• [WHAT YOU WILL DO]:
**a.** Answer each question using the passage about Melissa Febos.
(i) On what date and in what city was the book-release party held?
(ii) At what age did Melissa Febos write her first book?
(iii) How old was she when her parents let her leave home?
**b.** Continue the passage about Melissa Febos, starting after its last sentence.

• [PASSAGE]:
┄┄┄┄┄┄┄┄┄┄┄┄┄┄┄┄┄┄┄┄
Melissa began doing drugs while going to Harvard, and it was a boyfriend who introduced her to intravenous drug use. That same boyfriend appeared uninvited at the book-release party on March 14 in New York City, a “total wreck.”
“That was a surreal experience,” said Melissa. “Intense. And sad.”
In retrospect, of course, Bob Febos questions if he made the right decisions. Sure, it was a little early for a kid to leave home – in Falmouth, Mass. – when they let her go at 16, but Melissa Febos wasn’t just any kid. She wrote her first book at age 8, starred as a solo puppeteer emcee for television at 12, and never gave him or his ex-wife cause to worry beyond normal pre-teen rebellion.
Besides, they might not have been able to hold her back if they’d tried.
“I never asked them what they thought,” said Melissa Febos. “It wasn’t really up for discussion. I had always sort of been that way. Make a big decision and then inform them of it.
“I think my parents did an amazing job, and I can’t think of anything they could have done differently that could have changed my experience.
“I regret the pain I caused them. It was through no fault of theirs."
┄┄┄┄┄┄┄┄┄┄┄┄┄┄┄┄┄┄┄┄
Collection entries
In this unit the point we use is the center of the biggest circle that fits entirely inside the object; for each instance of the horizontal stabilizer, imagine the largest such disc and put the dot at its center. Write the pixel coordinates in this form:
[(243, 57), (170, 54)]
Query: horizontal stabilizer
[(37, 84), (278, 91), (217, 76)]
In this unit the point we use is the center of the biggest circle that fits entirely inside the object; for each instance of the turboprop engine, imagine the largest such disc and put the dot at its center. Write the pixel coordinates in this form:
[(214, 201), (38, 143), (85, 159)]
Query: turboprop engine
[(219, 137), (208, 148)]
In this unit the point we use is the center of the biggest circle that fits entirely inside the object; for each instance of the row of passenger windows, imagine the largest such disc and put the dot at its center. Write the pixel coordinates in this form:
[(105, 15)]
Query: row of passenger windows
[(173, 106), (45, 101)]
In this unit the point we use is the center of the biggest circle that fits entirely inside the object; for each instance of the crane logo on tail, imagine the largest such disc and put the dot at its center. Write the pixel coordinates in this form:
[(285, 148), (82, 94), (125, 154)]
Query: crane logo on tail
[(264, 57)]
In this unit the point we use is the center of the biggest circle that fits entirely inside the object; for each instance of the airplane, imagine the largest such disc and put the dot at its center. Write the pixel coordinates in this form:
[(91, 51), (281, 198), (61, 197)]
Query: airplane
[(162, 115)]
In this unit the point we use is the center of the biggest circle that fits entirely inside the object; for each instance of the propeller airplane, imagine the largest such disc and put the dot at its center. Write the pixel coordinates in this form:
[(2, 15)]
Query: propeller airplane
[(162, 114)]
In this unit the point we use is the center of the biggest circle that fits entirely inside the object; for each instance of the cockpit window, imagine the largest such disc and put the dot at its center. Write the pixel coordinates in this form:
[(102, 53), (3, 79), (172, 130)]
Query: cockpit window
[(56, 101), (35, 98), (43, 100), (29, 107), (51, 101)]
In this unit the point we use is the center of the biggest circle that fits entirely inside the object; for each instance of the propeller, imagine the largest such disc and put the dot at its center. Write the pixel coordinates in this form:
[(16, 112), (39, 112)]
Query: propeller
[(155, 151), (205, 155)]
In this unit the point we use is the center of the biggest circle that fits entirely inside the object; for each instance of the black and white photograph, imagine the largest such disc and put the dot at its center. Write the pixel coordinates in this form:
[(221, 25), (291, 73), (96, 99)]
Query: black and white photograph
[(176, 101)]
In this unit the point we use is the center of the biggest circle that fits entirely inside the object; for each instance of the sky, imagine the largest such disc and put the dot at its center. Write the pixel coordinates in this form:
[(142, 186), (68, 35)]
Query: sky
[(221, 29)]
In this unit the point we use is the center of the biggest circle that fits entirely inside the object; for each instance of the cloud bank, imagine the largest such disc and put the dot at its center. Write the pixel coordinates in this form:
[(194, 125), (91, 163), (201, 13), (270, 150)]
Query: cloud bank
┄┄┄┄┄┄┄┄┄┄┄┄┄┄┄┄┄┄┄┄
• [SOLVED TASKS]:
**a.**
(i) March 14, in New York City
(ii) At age 8
(iii) 16

**b.**
Bob Febos is still coming to terms with his daughter’s story, yet he is pleased with the reaction thus far to her book. Melissa was recently interviewed by Terry Gross on NPR and is engaged in a multi-city book tour.
He’s also thankful and wants other parents to make note of his experience.
“When your child is excelling, you’re not looking for trouble. But don’t make assumptions.
"While I’m sitting here fretting over what the world may think of my daughter or of myself as a parent, I could just as easily be visiting her grave.
“That could be my reality right now, and I don’t want that to be anyone else’s reality. That’s why I’m doing the interview. I was lucky.”
And so was Melissa. Less than 10 percent of heroin addicts find recovery. Soon, Melissa will celebrate seven years of being clean and sober.